--- start ---

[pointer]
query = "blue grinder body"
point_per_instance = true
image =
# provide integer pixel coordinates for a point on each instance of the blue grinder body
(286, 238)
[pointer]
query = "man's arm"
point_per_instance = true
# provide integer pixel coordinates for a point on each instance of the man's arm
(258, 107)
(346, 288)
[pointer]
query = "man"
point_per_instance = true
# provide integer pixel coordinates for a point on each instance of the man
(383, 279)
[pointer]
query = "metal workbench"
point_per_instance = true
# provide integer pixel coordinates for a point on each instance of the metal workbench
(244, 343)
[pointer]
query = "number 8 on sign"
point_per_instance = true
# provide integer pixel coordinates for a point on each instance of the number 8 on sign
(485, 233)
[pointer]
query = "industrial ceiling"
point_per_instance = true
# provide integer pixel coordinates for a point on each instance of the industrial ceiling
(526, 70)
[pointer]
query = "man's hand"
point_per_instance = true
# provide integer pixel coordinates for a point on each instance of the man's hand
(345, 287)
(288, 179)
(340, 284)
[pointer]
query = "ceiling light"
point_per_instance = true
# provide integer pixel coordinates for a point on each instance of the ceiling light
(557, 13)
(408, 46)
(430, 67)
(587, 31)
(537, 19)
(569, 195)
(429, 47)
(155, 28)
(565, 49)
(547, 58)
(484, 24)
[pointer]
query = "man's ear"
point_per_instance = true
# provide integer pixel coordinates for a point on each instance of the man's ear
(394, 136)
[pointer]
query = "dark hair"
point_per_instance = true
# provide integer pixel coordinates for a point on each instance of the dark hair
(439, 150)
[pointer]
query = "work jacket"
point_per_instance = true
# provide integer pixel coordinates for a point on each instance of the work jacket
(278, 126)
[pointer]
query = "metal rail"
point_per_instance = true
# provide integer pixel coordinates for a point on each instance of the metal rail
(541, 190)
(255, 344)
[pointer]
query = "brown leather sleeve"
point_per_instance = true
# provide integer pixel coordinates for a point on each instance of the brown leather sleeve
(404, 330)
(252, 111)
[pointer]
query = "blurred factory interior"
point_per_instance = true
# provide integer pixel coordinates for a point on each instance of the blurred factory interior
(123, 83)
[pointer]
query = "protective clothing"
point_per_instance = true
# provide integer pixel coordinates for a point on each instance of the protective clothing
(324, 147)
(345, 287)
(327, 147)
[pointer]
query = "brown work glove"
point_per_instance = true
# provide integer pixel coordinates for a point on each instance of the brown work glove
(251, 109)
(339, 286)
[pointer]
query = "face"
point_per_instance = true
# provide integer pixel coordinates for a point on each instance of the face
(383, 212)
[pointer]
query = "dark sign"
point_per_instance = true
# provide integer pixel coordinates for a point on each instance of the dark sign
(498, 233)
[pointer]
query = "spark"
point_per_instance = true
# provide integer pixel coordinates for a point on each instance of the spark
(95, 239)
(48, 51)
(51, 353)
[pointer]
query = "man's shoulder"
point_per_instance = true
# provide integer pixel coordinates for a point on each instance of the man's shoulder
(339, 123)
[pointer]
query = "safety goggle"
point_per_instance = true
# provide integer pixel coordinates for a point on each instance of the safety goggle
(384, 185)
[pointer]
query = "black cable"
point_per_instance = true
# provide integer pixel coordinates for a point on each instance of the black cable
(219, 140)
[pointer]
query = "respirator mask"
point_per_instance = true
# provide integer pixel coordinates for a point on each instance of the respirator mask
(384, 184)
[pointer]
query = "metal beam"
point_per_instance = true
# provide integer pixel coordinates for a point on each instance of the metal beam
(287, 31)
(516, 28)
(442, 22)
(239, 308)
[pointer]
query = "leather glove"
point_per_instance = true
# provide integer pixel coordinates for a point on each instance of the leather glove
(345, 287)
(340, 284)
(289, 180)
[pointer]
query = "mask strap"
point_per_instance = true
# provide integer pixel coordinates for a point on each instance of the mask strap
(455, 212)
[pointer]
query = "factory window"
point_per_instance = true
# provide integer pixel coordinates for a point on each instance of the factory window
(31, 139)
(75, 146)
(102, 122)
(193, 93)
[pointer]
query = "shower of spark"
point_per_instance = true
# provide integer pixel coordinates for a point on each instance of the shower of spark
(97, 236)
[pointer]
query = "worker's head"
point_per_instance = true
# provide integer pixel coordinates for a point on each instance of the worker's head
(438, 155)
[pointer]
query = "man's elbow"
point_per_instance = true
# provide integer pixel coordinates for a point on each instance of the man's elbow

--- end ---

◆ Exercise task
Repeat the listing exactly, from its first line to its last.

◆ Output for this task
[pointer]
query = "blue grinder body"
point_per_instance = true
image =
# provide integer pixel coordinates for a point on each instance of the blue grinder body
(286, 238)
[pointer]
query = "man's arm"
point_per_instance = true
# provide integer pixel coordinates for a point on each instance of the man's arm
(258, 107)
(346, 288)
[pointer]
query = "man"
point_per_instance = true
# provide integer pixel coordinates for a point on each instance of the man
(383, 279)
[pointer]
query = "metal workbench"
point_per_instance = true
# provide integer pixel coordinates for a point on each instance of the metal workbench
(244, 343)
[pointer]
query = "number 8 on sign"
point_per_instance = true
# provide integer pixel coordinates for a point on each instance of the number 8 on sign
(485, 233)
[pointer]
query = "industrial ceiling"
point_per_instance = true
# provide integer pixel coordinates for a point on each instance of the industrial ceiling
(526, 70)
[pointer]
query = "man's hand"
point_per_instance = true
# provide integer pixel coordinates for a point on each instance of the man's hand
(345, 287)
(288, 179)
(340, 284)
[pointer]
query = "ceiling light"
point_per_instance = true
# provide integer pixel coordinates for a point on each instance of the ceiling light
(557, 13)
(408, 46)
(430, 67)
(587, 31)
(537, 19)
(569, 195)
(429, 47)
(155, 28)
(565, 49)
(547, 58)
(484, 24)
[pointer]
query = "man's ear"
point_per_instance = true
# provide integer pixel coordinates for a point on each instance of the man's ear
(394, 136)
[pointer]
query = "dark hair"
point_per_instance = true
# provide integer pixel coordinates for a point on each instance of the dark hair
(439, 150)
[pointer]
query = "work jacket"
point_per_instance = true
# provide integer pixel coordinates for a point on each instance of the work jacket
(278, 126)
[pointer]
query = "metal rail"
point_per_instance = true
# provide integer pixel coordinates for a point on each instance of the metal rail
(541, 190)
(255, 344)
[pointer]
query = "brown leather sleeve"
point_per_instance = true
# provide integer pixel coordinates for a point on each instance of the brown leather sleeve
(404, 330)
(252, 111)
[pointer]
query = "blurred factory interior"
point_per_instance = true
# provide integer pixel coordinates for a point on each instance of the blurred factory interior
(123, 83)
[pointer]
query = "protective clothing"
point_per_instance = true
# provide integer pixel coordinates for a point on each instance of the protective clothing
(324, 147)
(345, 287)
(327, 147)
[pointer]
query = "brown work glove"
point_per_instance = true
# provide integer pixel coordinates for a point on each instance of the brown work glove
(251, 109)
(339, 286)
[pointer]
query = "face"
point_per_instance = true
# provide integer pixel coordinates for a point on each instance of the face
(383, 212)
[pointer]
query = "dark sign"
point_per_instance = true
# provide integer pixel coordinates for a point on each instance of the dark sign
(498, 233)
[pointer]
query = "spark"
point_per_instance = true
# provide integer pixel coordinates for a point on each instance of the spark
(95, 239)
(48, 51)
(51, 353)
[pointer]
query = "man's shoulder"
point_per_instance = true
# provide integer pixel coordinates for a point on each instance of the man's shoulder
(339, 123)
[pointer]
query = "safety goggle"
point_per_instance = true
# provide integer pixel coordinates for a point on each instance of the safety goggle
(384, 185)
[pointer]
query = "black cable"
point_per_instance = true
# provide integer pixel coordinates for a point on each instance of the black cable
(219, 140)
[pointer]
query = "respirator mask"
point_per_instance = true
# provide integer pixel coordinates for a point on each instance of the respirator mask
(384, 184)
[pointer]
query = "metal beam"
point_per_instance = true
# provide integer pixel coordinates for a point on each instance of the metal beam
(287, 31)
(516, 28)
(442, 22)
(239, 308)
[pointer]
query = "leather glove"
point_per_instance = true
# provide integer pixel coordinates for a point on each instance of the leather glove
(345, 287)
(340, 284)
(289, 180)
[pointer]
query = "mask strap"
point_per_instance = true
# provide integer pixel coordinates for a point on each instance of the mask strap
(455, 212)
[pointer]
query = "factory window"
point_per_instance = true
# provide integer pixel coordinates for a point on each instance of the factory window
(31, 139)
(75, 146)
(102, 122)
(193, 93)
[pointer]
query = "shower of spark"
point_per_instance = true
# provide integer pixel coordinates for a point on each instance of the shower of spark
(97, 236)
[pointer]
query = "worker's head"
point_per_instance = true
# provide integer pixel coordinates for a point on each instance of the worker's head
(438, 155)
[pointer]
query = "man's elbow"
point_per_instance = true
# provide integer pixel coordinates for a point on each instance of the man's elbow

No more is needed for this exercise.